**Raw data:**
__________
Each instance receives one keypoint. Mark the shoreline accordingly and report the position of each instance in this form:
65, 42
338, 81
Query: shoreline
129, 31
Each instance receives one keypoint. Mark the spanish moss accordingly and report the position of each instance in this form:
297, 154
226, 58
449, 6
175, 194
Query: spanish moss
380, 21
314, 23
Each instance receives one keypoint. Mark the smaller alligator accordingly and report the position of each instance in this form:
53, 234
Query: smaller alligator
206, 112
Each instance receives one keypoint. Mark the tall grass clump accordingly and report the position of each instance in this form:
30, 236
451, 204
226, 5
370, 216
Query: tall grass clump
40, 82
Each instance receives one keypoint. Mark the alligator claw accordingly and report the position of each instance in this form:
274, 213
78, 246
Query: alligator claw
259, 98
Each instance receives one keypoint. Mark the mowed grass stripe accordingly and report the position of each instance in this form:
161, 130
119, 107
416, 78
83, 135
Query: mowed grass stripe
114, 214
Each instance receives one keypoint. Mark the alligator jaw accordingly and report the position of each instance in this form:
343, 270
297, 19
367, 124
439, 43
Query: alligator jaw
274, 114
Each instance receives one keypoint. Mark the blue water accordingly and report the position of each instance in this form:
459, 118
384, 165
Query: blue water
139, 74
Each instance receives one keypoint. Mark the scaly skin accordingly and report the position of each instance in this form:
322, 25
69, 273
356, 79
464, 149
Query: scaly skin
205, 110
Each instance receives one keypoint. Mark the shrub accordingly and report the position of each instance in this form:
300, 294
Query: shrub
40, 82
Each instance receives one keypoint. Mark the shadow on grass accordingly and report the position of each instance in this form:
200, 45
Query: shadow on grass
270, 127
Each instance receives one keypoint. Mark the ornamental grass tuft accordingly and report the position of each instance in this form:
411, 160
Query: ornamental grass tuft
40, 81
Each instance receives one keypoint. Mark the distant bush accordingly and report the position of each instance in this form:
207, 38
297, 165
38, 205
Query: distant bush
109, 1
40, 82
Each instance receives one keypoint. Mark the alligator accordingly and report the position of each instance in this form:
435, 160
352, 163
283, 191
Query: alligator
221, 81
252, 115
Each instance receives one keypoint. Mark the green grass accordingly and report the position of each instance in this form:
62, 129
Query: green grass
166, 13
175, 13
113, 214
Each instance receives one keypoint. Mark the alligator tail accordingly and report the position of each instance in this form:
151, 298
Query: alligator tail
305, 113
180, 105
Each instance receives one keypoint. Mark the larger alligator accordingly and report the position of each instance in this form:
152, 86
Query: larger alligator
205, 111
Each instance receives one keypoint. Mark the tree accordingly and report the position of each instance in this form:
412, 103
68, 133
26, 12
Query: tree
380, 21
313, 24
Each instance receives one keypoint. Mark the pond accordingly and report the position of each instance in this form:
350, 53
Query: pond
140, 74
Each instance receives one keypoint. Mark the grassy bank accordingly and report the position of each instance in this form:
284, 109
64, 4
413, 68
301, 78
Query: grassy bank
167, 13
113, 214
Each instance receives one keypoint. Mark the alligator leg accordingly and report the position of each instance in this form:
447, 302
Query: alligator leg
__________
**About this task:** This task calls for an exact reproduction of the lines that start at the one containing "Each instance receives one keypoint. Mark the grassy" and continue to the end of the entries above.

**Task response:**
Each instance receives one keypoint. Mark the grassy bank accordingly and report the position of each instance in this form:
284, 109
64, 4
413, 68
301, 78
Query: grassy bank
167, 13
113, 214
Each instance receives one keypoint. Mark the alligator leg accordingly and report the position of each instance in this form:
447, 302
Query: alligator leg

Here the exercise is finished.